■ Your objective:
Update the lines below by replacing each "this picture" with "this image" and leaving everything else unchanged.

* START *

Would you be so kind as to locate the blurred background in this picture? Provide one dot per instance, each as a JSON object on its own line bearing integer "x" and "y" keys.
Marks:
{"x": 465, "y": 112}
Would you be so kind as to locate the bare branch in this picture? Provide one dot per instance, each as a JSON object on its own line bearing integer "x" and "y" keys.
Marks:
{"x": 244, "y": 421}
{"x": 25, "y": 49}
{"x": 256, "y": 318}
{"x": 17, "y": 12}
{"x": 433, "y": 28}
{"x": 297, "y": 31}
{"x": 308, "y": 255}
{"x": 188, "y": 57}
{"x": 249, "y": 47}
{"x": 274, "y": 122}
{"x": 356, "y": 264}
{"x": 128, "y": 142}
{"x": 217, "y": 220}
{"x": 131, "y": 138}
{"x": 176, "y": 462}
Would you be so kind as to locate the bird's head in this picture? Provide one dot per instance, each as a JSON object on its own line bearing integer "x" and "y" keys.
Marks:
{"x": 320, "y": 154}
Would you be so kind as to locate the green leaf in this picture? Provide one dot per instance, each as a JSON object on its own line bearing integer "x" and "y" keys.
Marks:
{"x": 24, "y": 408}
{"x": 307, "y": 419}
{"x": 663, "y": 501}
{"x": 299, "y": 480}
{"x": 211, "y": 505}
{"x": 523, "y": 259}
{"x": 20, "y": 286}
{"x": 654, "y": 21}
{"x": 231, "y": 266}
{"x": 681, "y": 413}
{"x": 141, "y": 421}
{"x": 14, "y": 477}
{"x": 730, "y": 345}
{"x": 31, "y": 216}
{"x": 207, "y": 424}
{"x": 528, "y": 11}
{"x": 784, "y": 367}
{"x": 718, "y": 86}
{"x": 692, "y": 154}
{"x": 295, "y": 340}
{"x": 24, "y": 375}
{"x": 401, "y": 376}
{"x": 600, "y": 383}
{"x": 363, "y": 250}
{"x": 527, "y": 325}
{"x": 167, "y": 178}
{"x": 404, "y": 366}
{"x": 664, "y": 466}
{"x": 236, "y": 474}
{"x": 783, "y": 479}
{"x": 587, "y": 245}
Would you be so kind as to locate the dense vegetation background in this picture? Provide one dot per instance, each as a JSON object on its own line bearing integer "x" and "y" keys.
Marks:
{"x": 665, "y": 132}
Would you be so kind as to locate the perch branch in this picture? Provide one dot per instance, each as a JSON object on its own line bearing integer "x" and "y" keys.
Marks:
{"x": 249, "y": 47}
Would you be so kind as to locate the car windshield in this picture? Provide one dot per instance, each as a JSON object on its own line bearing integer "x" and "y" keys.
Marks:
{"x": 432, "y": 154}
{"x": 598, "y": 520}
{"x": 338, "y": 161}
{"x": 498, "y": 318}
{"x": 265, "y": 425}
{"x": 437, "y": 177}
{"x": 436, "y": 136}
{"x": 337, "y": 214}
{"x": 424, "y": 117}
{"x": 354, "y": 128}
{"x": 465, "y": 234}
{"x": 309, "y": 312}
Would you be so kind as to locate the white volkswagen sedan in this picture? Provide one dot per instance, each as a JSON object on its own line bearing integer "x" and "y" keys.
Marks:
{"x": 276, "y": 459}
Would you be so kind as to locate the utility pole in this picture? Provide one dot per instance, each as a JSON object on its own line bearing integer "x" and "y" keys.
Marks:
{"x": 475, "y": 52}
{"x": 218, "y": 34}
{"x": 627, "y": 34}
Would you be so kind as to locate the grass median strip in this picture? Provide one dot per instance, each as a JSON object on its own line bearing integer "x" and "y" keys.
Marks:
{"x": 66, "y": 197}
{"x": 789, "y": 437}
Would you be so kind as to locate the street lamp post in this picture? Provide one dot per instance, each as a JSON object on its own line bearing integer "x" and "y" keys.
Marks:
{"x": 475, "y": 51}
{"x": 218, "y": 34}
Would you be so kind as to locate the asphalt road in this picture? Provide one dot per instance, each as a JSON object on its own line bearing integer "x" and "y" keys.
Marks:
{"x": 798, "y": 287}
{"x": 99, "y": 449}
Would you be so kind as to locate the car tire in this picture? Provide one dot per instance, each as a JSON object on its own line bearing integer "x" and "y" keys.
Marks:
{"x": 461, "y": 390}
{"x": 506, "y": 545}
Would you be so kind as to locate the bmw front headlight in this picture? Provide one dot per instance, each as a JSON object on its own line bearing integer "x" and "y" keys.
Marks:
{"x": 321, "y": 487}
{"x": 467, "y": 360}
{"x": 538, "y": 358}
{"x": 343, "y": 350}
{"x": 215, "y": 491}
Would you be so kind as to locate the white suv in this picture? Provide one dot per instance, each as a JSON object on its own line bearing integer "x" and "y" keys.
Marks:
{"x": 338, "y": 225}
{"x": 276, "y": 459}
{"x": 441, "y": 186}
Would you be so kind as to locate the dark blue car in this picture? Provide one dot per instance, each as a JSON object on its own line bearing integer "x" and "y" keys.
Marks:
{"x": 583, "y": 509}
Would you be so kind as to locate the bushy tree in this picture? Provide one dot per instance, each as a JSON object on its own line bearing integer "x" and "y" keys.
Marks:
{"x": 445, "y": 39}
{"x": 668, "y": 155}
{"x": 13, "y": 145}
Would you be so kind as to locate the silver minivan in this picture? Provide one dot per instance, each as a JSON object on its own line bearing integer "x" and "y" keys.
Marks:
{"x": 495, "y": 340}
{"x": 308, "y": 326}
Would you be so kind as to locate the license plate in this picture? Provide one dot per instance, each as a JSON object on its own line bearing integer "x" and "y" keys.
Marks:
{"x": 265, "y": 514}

* END *

■ The answer:
Would you be so kind as to locate the blurred background in this image? Provide one dot per instance, each as a JSON object on its own line bearing integer "x" and "y" keys.
Marks:
{"x": 465, "y": 112}
Would you be so kind as to locate the bare branch in this image? Provide one dot per instance, each as a JSON object on its own line bearing integer "x" and "y" keys.
Marks:
{"x": 244, "y": 421}
{"x": 25, "y": 49}
{"x": 256, "y": 318}
{"x": 17, "y": 12}
{"x": 433, "y": 28}
{"x": 297, "y": 31}
{"x": 308, "y": 255}
{"x": 188, "y": 57}
{"x": 249, "y": 47}
{"x": 274, "y": 122}
{"x": 356, "y": 264}
{"x": 128, "y": 142}
{"x": 217, "y": 220}
{"x": 131, "y": 138}
{"x": 176, "y": 462}
Would you be so kind as to locate the bird's head in this image? Provide one dot per instance, each as a JSON object on its own line bearing integer "x" and "y" keys.
Marks:
{"x": 320, "y": 154}
Would you be so kind as to locate the green leaf in this image? Provide one dot per instance, each as a JSON object on its own line bearing integer "x" and "y" keys.
Marks:
{"x": 24, "y": 408}
{"x": 307, "y": 419}
{"x": 663, "y": 501}
{"x": 299, "y": 480}
{"x": 211, "y": 505}
{"x": 523, "y": 259}
{"x": 20, "y": 286}
{"x": 654, "y": 21}
{"x": 231, "y": 266}
{"x": 681, "y": 413}
{"x": 141, "y": 421}
{"x": 14, "y": 477}
{"x": 730, "y": 345}
{"x": 31, "y": 216}
{"x": 207, "y": 424}
{"x": 528, "y": 11}
{"x": 784, "y": 367}
{"x": 718, "y": 86}
{"x": 692, "y": 154}
{"x": 295, "y": 340}
{"x": 24, "y": 375}
{"x": 401, "y": 376}
{"x": 600, "y": 383}
{"x": 363, "y": 250}
{"x": 527, "y": 325}
{"x": 167, "y": 178}
{"x": 404, "y": 366}
{"x": 664, "y": 466}
{"x": 236, "y": 474}
{"x": 783, "y": 479}
{"x": 587, "y": 245}
Would you be so kind as to locate the dense vegetation background in this image? Provide one dot per instance, each as a JSON object on its own line bearing integer "x" and "y" keys.
Marks:
{"x": 665, "y": 132}
Would you be so kind as to locate the perch branch in this image? Provide one dot per instance, each as a JSON object on its own line bearing integer "x" and "y" keys.
Marks:
{"x": 249, "y": 47}
Would you be so kind as to locate the car windshield in this image? Provide one dot per instance, each as a JSON object on its own line bearing integer "x" and "y" keys.
Marks:
{"x": 432, "y": 154}
{"x": 598, "y": 520}
{"x": 338, "y": 161}
{"x": 498, "y": 318}
{"x": 265, "y": 425}
{"x": 437, "y": 177}
{"x": 436, "y": 136}
{"x": 337, "y": 214}
{"x": 424, "y": 117}
{"x": 354, "y": 128}
{"x": 465, "y": 234}
{"x": 309, "y": 312}
Would you be so kind as to locate the white volkswagen sedan in this image? Provide one dot per instance, each as a JSON object on its own line bearing integer "x" and "y" keys.
Marks:
{"x": 276, "y": 459}
Would you be so kind as to locate the utility pole in this image? Provide one dot per instance, each as a JSON object on its own line bearing integer "x" and "y" keys.
Marks:
{"x": 475, "y": 52}
{"x": 218, "y": 34}
{"x": 627, "y": 34}
Would you be so kind as to locate the grass median strip in this image? Provide one dot per instance, each as a JSON object on its own line bearing integer "x" and "y" keys.
Marks:
{"x": 66, "y": 197}
{"x": 789, "y": 437}
Would you be so kind as to locate the street lamp post in this image? Provide one dot per instance, each as a JSON object on its own line bearing integer "x" and "y" keys.
Marks:
{"x": 475, "y": 51}
{"x": 218, "y": 34}
Would you be so kind as to locate the asphalt road in this image? Provide one dot per instance, each as a JSON object on its own line bearing integer "x" and "y" keys.
Marks:
{"x": 798, "y": 287}
{"x": 99, "y": 449}
Would you be so kind as to locate the car tire in this image? Provide one dot per instance, each as a JSON object on its own line bearing integer "x" and "y" keys.
Marks:
{"x": 461, "y": 390}
{"x": 506, "y": 545}
Would you be so kind as to locate the bmw front headlight in this image? Provide one dot per instance, each as a JSON object on its own line bearing integer "x" and "y" keys.
Marks:
{"x": 321, "y": 487}
{"x": 467, "y": 360}
{"x": 538, "y": 358}
{"x": 343, "y": 350}
{"x": 215, "y": 491}
Would you be so kind as to locate the white suv in this image? Provide one dot per instance, each as a JSON object on its own line bearing integer "x" and "y" keys.
Marks:
{"x": 338, "y": 225}
{"x": 276, "y": 459}
{"x": 441, "y": 186}
Would you be so kind as to locate the dark blue car in this image? Provide one dot per instance, each as a JSON object on its own line bearing integer "x" and "y" keys.
Marks:
{"x": 583, "y": 509}
Would you be so kind as to locate the bushy tree in this image? Provide one dot per instance, each as a JSON object on its own line bearing integer "x" and "y" keys.
Marks:
{"x": 445, "y": 39}
{"x": 668, "y": 155}
{"x": 13, "y": 145}
Would you be so kind as to locate the silver minivan in this image? Provide one dot per instance, each as a JSON object on its own line bearing integer "x" and "y" keys.
Marks:
{"x": 495, "y": 340}
{"x": 308, "y": 326}
Would you be so kind as to locate the license plate in this image? Provide one dot per instance, each as a JSON object on its own line bearing integer "x" and "y" keys.
Marks:
{"x": 265, "y": 514}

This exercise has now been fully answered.